Show each line from the records below that contains the string "house", treating uppercase and lowercase letters as distinct.

START MATERIAL SHOWN

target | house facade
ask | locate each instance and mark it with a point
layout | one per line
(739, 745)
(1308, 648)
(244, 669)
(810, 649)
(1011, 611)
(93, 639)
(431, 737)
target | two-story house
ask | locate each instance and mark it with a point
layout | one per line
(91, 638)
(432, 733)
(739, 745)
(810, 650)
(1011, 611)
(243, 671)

END MATERIAL SHOWN
START MATERIAL SHOWN

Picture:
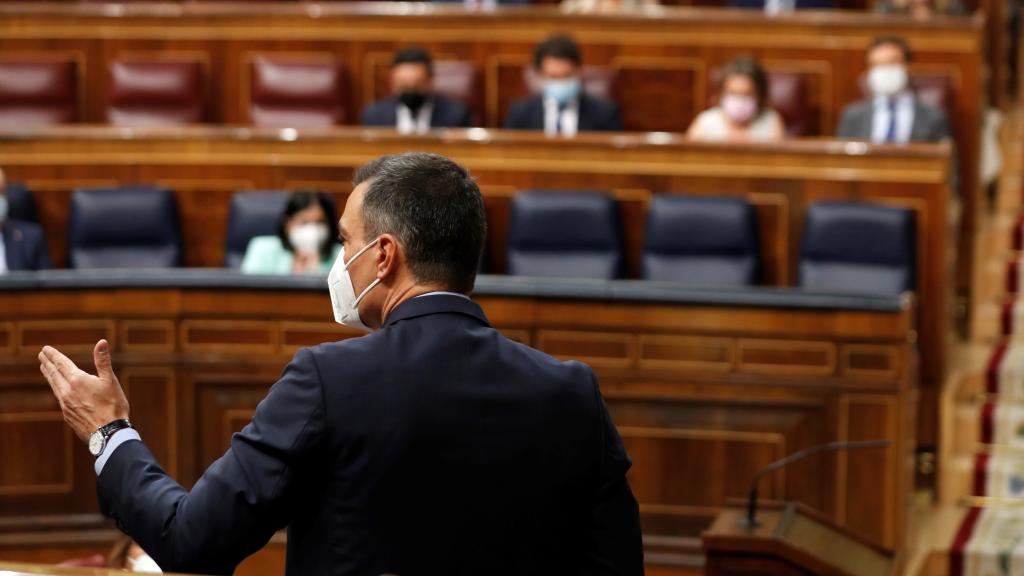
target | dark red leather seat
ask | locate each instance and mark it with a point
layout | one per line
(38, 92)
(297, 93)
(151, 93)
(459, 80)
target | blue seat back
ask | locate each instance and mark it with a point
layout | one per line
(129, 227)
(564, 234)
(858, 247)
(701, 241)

END MATERIAL SHOWN

◆ THE SOLUTION:
target | house facade
target | two-story house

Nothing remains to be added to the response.